*** VORLIEGENDER TEXT

Der Kollege B. zwei Türen weiter kommt jeden Tag mdRzA. Hat sich vor nicht allzu langer Zeit ein neues Trekkingrad geleistet und ist mehr der Abenteuertyp. Er sucht sich von sich aus immer wieder große Rad-Projekte und ist dankbar für Inspiration. Ich habe noch immer ein klein wenig schlechtes Gewissen, dass ich ihm letzten Sommer von einer Bäckerei in der Eifel erzählt habe. Bei der gäbe es, so hätte ich gehört, so gute Nussecken nach altem Rezept. Er ließ sich nicht mehr
bremsen, obwohl ich mit allen Mitteln versucht habe, ihm noch ein wenig Realismus einzuimpfen, was ihn denn erwarten wird. Aber selbst die Beschreibung der Anstiege auf quaeldich.de haben ihn nicht abgeschreckt. Nach dem Wochenende kam er breit grinsend mit 90 Kilometern in den Beinen und mit Nussecken ins Büro und meinte, dass es die Anstiege und Abfahrten wirklich in sich gehabt hätten. Aber er plant schon wieder.

******
*** BEREITGESTELLTE DATEN

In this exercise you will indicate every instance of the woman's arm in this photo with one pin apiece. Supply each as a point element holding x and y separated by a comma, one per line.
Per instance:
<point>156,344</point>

******

OFFENE AUFGABEN:
[A] Beantworte zum Text über den radelnden Kollegen diese Fragen:
(i) Was für ein Rad hat sich der Kollege B. vor nicht allzu langer Zeit gekauft?
(ii) In welcher Gegend liegt die Bäckerei mit den Nussecken?
(iii) Wie viele Kilometer hatte er nach dem Wochenende in den Beinen?
[B] Führe den Text über den radelnden Kollegen nach seinem letzten Satz weiter.

ANTWORTEN JE AUFGABE:
[A]
(i) Ein neues Trekkingrad.
(ii) In der Eifel.
(iii) 90 Kilometer.

[B]
Sein nächstes Projekt: Der komplette Vennbahnweg von Luxemburg nach Aachen an einem schönen Sommertag. Nebenbei habe ich ihm - diesmal im Scherz - vom belgischen Reisfladen in St Vith erzählt, von dem ich gehört hätte. Seine Bürokollegin, in deren Namen ich hier im Thread nach einer Radempfehlung gefragt habe, hat ihn spontan sogleich in die Pflicht gerufen, dass er uns ja dann wohl einen Fladen mitbringen müsste. Jetzt haben wir alle Hände voll damit zu tun, ihm die Geschichte mit dem Reisfladen wieder auszutreiben. Der Fladen würde die Fahrt nicht überleben.
Lange Zeit hatte Kollege B. auf den schönen Sommertag gewartet. Am Besten wären so um die 30 Grad und Sonnenschein bis zum Abwinken. Seinen Plan hatte er mit der Zeit immer weiter angepasst. Statt die Fahrt über den Vennbahnweg von dessen Beginn in Luxemburg aus anzutreten, wolle er nun lieber in Gerolstein starten, über die Bahntrassen des Eifel-Ardennen-Radweges und durch das Kylltal auf den Vennbahnweg stoßen und dann nach Hause rollen. Zum neuen Startpunkt in Gerolstein käme er leichter mit der Bahn hin. Es stünden ihm so 130km auf seinem Trekkingrad bevor.
Seine Bürokollegin I. und ich bekräftigten ihn darin. Natürlich machten wir wieder blöde Witze. Wir hätten gehört, dass es in Gerolstein so gutes Mineralwasser gäbe und er solle uns doch eine Kiste davon mitbringen. Kollege B. lachte. Und er wartete auf den schönen Sommertag.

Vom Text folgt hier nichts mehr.